(Data listing):

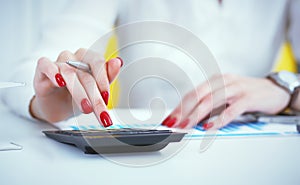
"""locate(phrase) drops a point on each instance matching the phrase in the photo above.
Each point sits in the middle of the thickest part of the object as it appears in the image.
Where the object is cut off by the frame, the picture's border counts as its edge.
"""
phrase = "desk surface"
(261, 160)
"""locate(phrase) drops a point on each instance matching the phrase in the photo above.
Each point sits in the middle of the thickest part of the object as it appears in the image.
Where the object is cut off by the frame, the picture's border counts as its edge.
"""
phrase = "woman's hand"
(58, 85)
(235, 93)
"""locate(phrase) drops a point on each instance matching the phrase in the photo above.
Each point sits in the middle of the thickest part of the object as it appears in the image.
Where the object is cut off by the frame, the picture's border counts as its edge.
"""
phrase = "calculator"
(125, 140)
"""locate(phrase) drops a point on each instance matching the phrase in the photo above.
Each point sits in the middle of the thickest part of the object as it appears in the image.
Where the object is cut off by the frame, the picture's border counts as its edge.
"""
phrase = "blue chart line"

(Brief): Rescale the material above by reproducing all of its lines, requests included, with every point coordinate in the answers multiplied by 1.15 and rounded to a whole number (halves round up). Omit the pictures.

(Written solution):
"""locate(phrase) drops a point on each instance matching the phrase in the photo above.
Each point sits in the middle of the thickest part of the object as it appears in the image.
Where the object is cut off by the frame, the picture's border counts as its edge.
"""
phrase = "desk surface"
(300, 184)
"""locate(phrase) drops a point on each instance matching the phrase in the photo above.
Each point sits in the middle of the thickest part of the object as it appears in the image.
Where the object is cut off by the frame, the picture's border counts as its edge.
"""
phrase = "woman's hand"
(67, 98)
(270, 107)
"""locate(phrase) drops a point on each instance matching the phrase in the photo above.
Each point sits in the middle of the thickest part of the object as it appears in the image.
Where the object is cut off by the frame, the picture's border counts as its edge.
"""
phrase = "calculator"
(144, 161)
"""locate(phrase) drops a point on each instance matching the phrase in the photo above.
Each point sits in the middle of the thickest part of the object as it appears in the image.
Where the object is cut off by the frame, the picture's border counts as its edge.
"""
phrase = "blue chart line"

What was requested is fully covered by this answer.